*** Opening of Provided material ***

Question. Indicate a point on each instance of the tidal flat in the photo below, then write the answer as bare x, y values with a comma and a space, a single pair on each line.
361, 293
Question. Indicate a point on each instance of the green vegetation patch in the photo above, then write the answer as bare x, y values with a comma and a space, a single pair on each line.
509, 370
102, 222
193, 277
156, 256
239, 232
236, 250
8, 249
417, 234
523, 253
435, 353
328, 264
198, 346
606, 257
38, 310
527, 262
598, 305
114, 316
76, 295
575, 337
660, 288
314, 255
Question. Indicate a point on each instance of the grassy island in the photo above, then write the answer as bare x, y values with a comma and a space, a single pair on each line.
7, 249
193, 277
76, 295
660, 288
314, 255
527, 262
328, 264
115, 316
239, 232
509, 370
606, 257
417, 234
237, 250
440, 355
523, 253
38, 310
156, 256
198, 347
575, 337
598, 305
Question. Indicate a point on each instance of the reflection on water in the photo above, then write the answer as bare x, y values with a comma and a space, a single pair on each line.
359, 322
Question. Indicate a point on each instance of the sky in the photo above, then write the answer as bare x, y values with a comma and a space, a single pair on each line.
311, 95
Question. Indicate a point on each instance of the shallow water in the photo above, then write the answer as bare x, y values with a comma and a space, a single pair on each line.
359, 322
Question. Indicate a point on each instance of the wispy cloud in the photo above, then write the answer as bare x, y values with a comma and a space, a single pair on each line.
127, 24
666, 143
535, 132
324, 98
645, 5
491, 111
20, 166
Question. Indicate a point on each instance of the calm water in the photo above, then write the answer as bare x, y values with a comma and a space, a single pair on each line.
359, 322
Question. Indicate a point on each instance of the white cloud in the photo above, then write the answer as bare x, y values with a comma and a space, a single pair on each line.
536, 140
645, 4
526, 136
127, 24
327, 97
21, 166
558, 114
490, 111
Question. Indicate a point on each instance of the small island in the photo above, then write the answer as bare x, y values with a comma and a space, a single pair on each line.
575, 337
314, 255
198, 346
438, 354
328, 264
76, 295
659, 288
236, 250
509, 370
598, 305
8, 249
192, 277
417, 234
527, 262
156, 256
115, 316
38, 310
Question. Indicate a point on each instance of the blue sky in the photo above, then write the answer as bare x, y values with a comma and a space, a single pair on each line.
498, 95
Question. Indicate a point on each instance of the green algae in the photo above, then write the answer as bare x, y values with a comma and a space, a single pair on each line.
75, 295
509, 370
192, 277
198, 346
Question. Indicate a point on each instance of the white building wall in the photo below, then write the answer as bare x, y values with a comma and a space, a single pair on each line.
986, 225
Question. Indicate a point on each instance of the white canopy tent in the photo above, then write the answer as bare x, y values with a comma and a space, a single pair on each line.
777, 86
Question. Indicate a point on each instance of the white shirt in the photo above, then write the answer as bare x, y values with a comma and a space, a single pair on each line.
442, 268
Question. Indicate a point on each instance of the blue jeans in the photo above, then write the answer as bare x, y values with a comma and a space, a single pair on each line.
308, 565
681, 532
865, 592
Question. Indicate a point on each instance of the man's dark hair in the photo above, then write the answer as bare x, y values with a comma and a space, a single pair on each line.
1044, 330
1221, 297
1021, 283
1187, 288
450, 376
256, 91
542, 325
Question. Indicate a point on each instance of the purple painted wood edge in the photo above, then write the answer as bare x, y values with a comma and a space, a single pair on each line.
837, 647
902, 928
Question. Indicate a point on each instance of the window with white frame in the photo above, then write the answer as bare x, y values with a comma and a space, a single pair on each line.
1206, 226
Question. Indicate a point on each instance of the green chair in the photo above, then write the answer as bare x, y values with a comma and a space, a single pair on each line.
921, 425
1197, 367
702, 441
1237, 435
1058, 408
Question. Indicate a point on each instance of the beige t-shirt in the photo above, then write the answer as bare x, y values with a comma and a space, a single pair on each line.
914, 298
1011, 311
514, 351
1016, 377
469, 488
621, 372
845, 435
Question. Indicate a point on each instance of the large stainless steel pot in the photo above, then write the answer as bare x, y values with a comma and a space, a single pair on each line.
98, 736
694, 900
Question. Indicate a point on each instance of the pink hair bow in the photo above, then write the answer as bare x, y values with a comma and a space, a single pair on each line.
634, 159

*** Close of Provided material ***

#### [Your goal]
Each line from the one containing "Question. Indicate a point on each instance of the green chair" to the final line above should be written out exactly; please omit the others.

#### [Answer space]
Question. Indicate a point on each instance of the green chair in the photo above, then write the answer as bare x, y values with a comma and a space, a single pair on each line.
921, 425
1197, 367
702, 441
1237, 435
1058, 408
Question. Indicate a point on each instance of the beige t-shirt in the photo above, then write the answer as bare x, y values with a comma and a space, a single pair on each line.
914, 298
1011, 311
514, 351
1016, 377
469, 488
621, 372
845, 435
Question. Indicate a point on each instance of the large stainless steel pot in the photo above, then write the answer as bare x, y values with a comma and a space, a single pair on each line.
98, 736
694, 900
Question. Indicate a point on each instance of the pink hair bow in the photo above, then write the answer as bare x, y values with a comma and a space, a single pair on each line.
634, 159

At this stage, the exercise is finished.